▶ [Exercise requirements] In the lines below, change "brown hair" to "dark hair" and keep everything else as it is. Omit the pictures from your answer.

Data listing
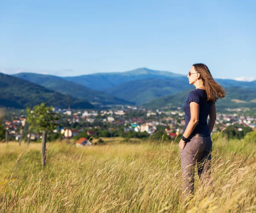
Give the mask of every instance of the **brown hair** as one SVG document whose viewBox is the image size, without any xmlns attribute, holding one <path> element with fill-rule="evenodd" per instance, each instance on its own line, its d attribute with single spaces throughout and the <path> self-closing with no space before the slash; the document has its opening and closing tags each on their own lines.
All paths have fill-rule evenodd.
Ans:
<svg viewBox="0 0 256 213">
<path fill-rule="evenodd" d="M 196 72 L 200 74 L 206 90 L 207 101 L 215 103 L 217 99 L 225 97 L 226 90 L 215 81 L 210 70 L 205 64 L 195 63 L 193 64 L 193 66 Z"/>
</svg>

▶ [Solution to this task]
Give the mask of every instance of the **dark hair** as one SVG document whose viewBox is the image size, without any xmlns attribute, holding one <path> element with fill-rule="evenodd" per instance, each instance on its own line, its d attribute with single spaces throughout and the <path> self-closing with no space before the slash; the document has its opening and closing tags each on their own lines.
All paths have fill-rule evenodd.
Ans:
<svg viewBox="0 0 256 213">
<path fill-rule="evenodd" d="M 196 72 L 200 74 L 206 90 L 207 101 L 215 103 L 217 99 L 225 97 L 226 90 L 215 81 L 210 70 L 205 64 L 195 63 L 193 64 L 193 66 Z"/>
</svg>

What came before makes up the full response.